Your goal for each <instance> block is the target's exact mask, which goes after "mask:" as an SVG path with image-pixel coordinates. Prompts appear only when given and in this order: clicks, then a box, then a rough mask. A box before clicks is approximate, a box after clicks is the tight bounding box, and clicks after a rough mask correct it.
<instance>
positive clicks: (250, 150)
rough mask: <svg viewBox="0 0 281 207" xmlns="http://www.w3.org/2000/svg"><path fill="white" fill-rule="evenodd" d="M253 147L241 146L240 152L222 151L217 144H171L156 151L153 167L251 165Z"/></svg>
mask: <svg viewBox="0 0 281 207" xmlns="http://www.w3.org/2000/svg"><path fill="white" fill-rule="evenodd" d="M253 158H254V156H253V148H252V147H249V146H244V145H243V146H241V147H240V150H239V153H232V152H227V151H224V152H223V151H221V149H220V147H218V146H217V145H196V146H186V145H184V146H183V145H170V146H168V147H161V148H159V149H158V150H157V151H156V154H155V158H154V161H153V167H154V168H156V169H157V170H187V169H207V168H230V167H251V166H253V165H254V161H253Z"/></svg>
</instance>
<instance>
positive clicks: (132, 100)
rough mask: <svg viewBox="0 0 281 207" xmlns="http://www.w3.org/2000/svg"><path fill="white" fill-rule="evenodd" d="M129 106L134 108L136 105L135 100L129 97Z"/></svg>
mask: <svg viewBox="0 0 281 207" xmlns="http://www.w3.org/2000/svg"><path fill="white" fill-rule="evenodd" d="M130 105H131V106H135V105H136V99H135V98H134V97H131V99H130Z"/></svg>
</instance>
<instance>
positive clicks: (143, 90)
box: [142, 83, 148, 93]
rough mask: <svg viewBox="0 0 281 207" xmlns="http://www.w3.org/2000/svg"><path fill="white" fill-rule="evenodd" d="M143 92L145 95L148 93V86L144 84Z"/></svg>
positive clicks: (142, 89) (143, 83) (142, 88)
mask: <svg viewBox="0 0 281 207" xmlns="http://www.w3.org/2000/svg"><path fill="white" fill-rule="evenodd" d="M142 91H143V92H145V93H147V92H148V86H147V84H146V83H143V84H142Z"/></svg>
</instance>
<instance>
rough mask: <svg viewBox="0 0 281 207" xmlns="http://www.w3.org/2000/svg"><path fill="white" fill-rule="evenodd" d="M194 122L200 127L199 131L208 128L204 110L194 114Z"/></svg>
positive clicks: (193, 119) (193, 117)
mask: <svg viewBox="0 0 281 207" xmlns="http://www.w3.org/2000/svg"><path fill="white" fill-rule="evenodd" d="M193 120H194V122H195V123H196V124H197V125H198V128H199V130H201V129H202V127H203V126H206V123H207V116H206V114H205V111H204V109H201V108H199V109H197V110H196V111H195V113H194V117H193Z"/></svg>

++++++

## ABOUT THIS TASK
Return every record above. Copy each one exactly.

## ANSWER FOR THE TASK
Your goal for each <instance> block is the target's exact mask, which goes after "mask:" as an SVG path with image-pixel coordinates. Prompts appear only when given and in this order: clicks, then a box, then a rough mask. A box before clicks is approximate, a box after clicks is the tight bounding box, and clicks after a rough mask correct it.
<instance>
positive clicks: (250, 150)
rough mask: <svg viewBox="0 0 281 207" xmlns="http://www.w3.org/2000/svg"><path fill="white" fill-rule="evenodd" d="M253 147L241 146L240 152L222 151L217 144H171L156 151L153 167L251 165Z"/></svg>
mask: <svg viewBox="0 0 281 207" xmlns="http://www.w3.org/2000/svg"><path fill="white" fill-rule="evenodd" d="M253 158H254V156H253V148H252V147H249V146H244V145H243V146H241V147H240V150H239V153H232V152H227V151H224V152H223V151H221V149H220V147H218V146H217V145H196V146H186V145H184V146H183V145H170V146H168V147H161V148H159V149H158V150H157V151H156V154H155V158H154V161H153V167H154V168H156V169H157V170H187V169H207V168H230V167H251V166H253V165H254V161H253Z"/></svg>
</instance>
<instance>
positive clicks: (132, 100)
rough mask: <svg viewBox="0 0 281 207" xmlns="http://www.w3.org/2000/svg"><path fill="white" fill-rule="evenodd" d="M129 106L134 108L136 105L135 100L129 97Z"/></svg>
mask: <svg viewBox="0 0 281 207" xmlns="http://www.w3.org/2000/svg"><path fill="white" fill-rule="evenodd" d="M130 105H131V106H135V105H136V99H135V98H134V97H131V99H130Z"/></svg>
</instance>
<instance>
positive clicks: (143, 90)
box: [142, 83, 148, 93]
rough mask: <svg viewBox="0 0 281 207" xmlns="http://www.w3.org/2000/svg"><path fill="white" fill-rule="evenodd" d="M143 92L145 95L148 93V86L144 84Z"/></svg>
positive clicks: (142, 89) (143, 83) (142, 88)
mask: <svg viewBox="0 0 281 207" xmlns="http://www.w3.org/2000/svg"><path fill="white" fill-rule="evenodd" d="M142 91H143V92H145V93H147V92H148V86H147V84H146V83H143V84H142Z"/></svg>
</instance>
<instance>
rough mask: <svg viewBox="0 0 281 207" xmlns="http://www.w3.org/2000/svg"><path fill="white" fill-rule="evenodd" d="M194 122L200 127L199 131L208 128L204 110L194 114Z"/></svg>
positive clicks: (193, 119) (193, 117)
mask: <svg viewBox="0 0 281 207" xmlns="http://www.w3.org/2000/svg"><path fill="white" fill-rule="evenodd" d="M193 120H194V122H195V123H196V124H197V125H198V128H199V130H201V129H202V127H203V126H206V123H207V116H206V114H205V111H204V109H201V108H199V109H197V110H196V111H195V113H194V117H193Z"/></svg>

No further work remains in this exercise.